__Problem requirements__: Output all of the records exactly as written.

"""

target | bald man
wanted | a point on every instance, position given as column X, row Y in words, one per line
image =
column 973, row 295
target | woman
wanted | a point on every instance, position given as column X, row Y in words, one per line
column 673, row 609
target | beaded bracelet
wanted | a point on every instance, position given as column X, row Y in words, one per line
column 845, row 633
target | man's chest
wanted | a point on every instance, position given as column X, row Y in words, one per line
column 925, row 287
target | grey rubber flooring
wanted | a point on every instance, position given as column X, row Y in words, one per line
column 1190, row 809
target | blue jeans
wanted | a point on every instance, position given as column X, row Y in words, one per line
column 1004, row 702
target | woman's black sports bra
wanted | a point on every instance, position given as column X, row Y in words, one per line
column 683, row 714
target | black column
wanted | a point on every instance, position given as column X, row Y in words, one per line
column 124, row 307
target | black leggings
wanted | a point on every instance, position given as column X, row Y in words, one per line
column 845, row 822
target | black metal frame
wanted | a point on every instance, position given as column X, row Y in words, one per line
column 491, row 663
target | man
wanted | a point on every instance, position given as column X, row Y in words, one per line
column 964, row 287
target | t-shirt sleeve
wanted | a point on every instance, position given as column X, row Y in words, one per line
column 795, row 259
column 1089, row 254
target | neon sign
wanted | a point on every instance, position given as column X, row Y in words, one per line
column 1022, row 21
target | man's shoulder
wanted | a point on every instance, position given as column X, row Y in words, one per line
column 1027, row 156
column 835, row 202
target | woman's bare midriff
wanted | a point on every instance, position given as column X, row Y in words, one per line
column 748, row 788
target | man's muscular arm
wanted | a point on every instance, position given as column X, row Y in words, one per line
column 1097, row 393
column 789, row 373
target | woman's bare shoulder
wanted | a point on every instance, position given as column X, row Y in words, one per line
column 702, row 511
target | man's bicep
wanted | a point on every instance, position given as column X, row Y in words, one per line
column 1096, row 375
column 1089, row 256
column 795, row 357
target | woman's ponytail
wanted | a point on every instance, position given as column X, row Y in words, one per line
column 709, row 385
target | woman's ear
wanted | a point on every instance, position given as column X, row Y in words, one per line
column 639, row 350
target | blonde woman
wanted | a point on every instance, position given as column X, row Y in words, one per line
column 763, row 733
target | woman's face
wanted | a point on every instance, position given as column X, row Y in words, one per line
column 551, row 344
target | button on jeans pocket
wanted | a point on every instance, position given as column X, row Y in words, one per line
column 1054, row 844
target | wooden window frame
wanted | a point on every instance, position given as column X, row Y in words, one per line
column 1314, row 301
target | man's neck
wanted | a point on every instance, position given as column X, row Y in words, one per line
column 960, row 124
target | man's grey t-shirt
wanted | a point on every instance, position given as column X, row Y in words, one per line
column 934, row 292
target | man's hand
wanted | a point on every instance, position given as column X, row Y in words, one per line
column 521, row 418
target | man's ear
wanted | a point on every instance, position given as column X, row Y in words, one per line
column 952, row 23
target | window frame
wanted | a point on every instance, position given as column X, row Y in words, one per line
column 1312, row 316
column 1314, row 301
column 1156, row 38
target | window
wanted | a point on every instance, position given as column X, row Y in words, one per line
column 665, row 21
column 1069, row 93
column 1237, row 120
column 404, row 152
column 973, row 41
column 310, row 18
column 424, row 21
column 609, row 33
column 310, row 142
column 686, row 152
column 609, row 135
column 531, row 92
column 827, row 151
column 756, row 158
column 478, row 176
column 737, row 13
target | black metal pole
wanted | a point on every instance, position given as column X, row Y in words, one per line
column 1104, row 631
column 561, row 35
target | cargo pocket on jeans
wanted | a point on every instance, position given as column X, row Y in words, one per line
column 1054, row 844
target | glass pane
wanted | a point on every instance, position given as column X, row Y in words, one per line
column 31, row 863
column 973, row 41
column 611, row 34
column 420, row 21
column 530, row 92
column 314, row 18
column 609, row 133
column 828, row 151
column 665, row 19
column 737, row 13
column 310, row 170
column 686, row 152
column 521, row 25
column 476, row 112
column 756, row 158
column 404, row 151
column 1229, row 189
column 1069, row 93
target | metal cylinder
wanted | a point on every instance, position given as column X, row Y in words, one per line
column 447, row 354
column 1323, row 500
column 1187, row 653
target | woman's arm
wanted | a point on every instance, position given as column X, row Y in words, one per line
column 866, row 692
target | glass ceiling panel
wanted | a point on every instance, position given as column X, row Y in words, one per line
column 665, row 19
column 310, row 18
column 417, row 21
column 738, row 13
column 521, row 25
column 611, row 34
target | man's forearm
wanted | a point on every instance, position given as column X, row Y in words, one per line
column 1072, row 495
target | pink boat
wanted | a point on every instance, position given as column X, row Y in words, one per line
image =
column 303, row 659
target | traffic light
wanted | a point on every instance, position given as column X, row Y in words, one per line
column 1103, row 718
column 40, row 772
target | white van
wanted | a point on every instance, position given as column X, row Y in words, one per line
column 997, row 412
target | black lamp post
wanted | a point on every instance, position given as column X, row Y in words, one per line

"""

__Solution for this task__:
target | bald man
wanted | a point on every instance, position given as column X, row Y in words, one per line
image =
column 973, row 295
target | woman
wanted | a point on every instance, position given as column X, row Y in words, one per line
column 673, row 609
target | beaded bracelet
wanted | a point on every instance, position given as column X, row Y in words, one per line
column 845, row 633
target | man's chest
wanted | a point on every instance, position given as column X, row Y in words, one per line
column 925, row 287
target | grey rubber flooring
wanted | a point on every instance, position given as column X, row Y in words, one per line
column 1190, row 809
target | blue jeans
wanted | a point on every instance, position given as column X, row Y in words, one per line
column 1004, row 702
target | woman's black sports bra
wanted | a point on every instance, position given as column X, row Y in words, one per line
column 683, row 714
target | black column
wanted | a point on every instance, position given as column X, row Y in words, one per line
column 124, row 307
target | black leggings
wanted | a point on every instance, position given as column X, row Y in words, one per line
column 845, row 822
target | black metal frame
wanted | a point on every instance, position given as column X, row Y in words, one per line
column 491, row 663
target | man
wanted | a point on every instance, position given as column X, row Y in words, one per line
column 964, row 287
target | t-shirt sleeve
wanted | a point on every instance, position given as column X, row Y in words, one per line
column 795, row 259
column 1089, row 254
target | neon sign
wanted | a point on every instance, position given as column X, row Y in words, one per line
column 1022, row 21
target | man's shoulder
wanted | a point on every instance, position given as column X, row Y in words, one per line
column 1027, row 156
column 835, row 202
target | woman's bare midriff
wanted | a point on every instance, position given as column X, row Y in words, one per line
column 748, row 788
target | man's muscular arm
wanted | a point on every instance, position given as column X, row Y in words, one per line
column 1097, row 393
column 789, row 373
target | woman's bare shoulder
wanted | a point on every instance, position given as column X, row Y in words, one per line
column 702, row 511
target | man's bicep
wanted | a point on every instance, position given as column X, row Y in words, one per line
column 1096, row 375
column 1089, row 256
column 795, row 357
target | woman's ponytail
wanted | a point on every instance, position given as column X, row Y in words, one per line
column 709, row 385
target | woman's ear
wanted | a point on every instance, position given as column X, row Y in words, one per line
column 639, row 350
target | blonde woman
wanted | a point on every instance, position given as column X, row Y in words, one per line
column 763, row 733
target | woman's face
wanted | a point on every instance, position given as column X, row Y in words, one per line
column 551, row 344
target | button on jeans pocket
wanted | a point on every instance, position given as column X, row Y in words, one per line
column 1054, row 844
target | wooden window frame
wanted | a point on every instance, position given as column X, row Y in words, one per line
column 1314, row 301
target | man's neck
wanted | a point on every instance, position given as column X, row Y in words, one per line
column 960, row 124
target | man's grey t-shirt
wanted | a point on every instance, position given as column X, row Y in words, one per line
column 934, row 292
target | man's hand
wanted | a point on every instance, position given as column X, row Y in words, one per line
column 521, row 418
target | man's ear
wanted | a point on every instance, position given as column X, row Y in words, one per line
column 952, row 23
target | window frame
wanted | a point on every instance, position given as column X, row Y in words, one per line
column 1312, row 316
column 1314, row 301
column 1156, row 38
target | window
wanted | a point on every instance, position given as column X, row Y in words, one per line
column 665, row 21
column 1069, row 93
column 1237, row 120
column 404, row 152
column 973, row 41
column 310, row 18
column 424, row 21
column 609, row 33
column 310, row 142
column 686, row 152
column 609, row 135
column 531, row 92
column 827, row 151
column 756, row 158
column 478, row 176
column 737, row 13
target | black metal pole
wanted | a point on every instance, position given as column X, row Y in words, one per line
column 1104, row 631
column 561, row 35
target | cargo pocket on jeans
wanted | a point on every instance, position given as column X, row Y in words, one per line
column 1054, row 844
target | glass pane
wanted | a point on every instance, position given as column X, row Y in words, one per line
column 31, row 863
column 973, row 41
column 611, row 34
column 420, row 21
column 530, row 92
column 314, row 18
column 609, row 133
column 828, row 151
column 665, row 19
column 737, row 13
column 310, row 170
column 686, row 152
column 521, row 25
column 476, row 112
column 756, row 158
column 404, row 151
column 1229, row 189
column 1069, row 93
target | metal cylinder
wanted | a point on every instance, position given as column X, row Y in words, one per line
column 447, row 354
column 1323, row 500
column 1187, row 653
target | woman's arm
wanted | a point on every instance, position given as column X, row Y in words, one per line
column 866, row 692
target | glass ceiling panel
wanted | a point on every instance, position given as column X, row Y in words, one per line
column 665, row 19
column 310, row 18
column 417, row 21
column 738, row 13
column 521, row 25
column 611, row 34
target | man's forearm
wanted | a point on every instance, position given as column X, row Y in words, one per line
column 1072, row 495
target | pink boat
wanted | a point on every instance, position given as column X, row Y in words, one per line
image =
column 303, row 659
target | traffic light
wanted | a point on every instance, position given as column X, row Y in words, one per line
column 1103, row 718
column 40, row 772
target | white van
wanted | a point on every instance, position given as column X, row Y in words, one per line
column 997, row 412
target | black lamp post
wanted | a point on every instance, position given as column X, row Y in words, one per line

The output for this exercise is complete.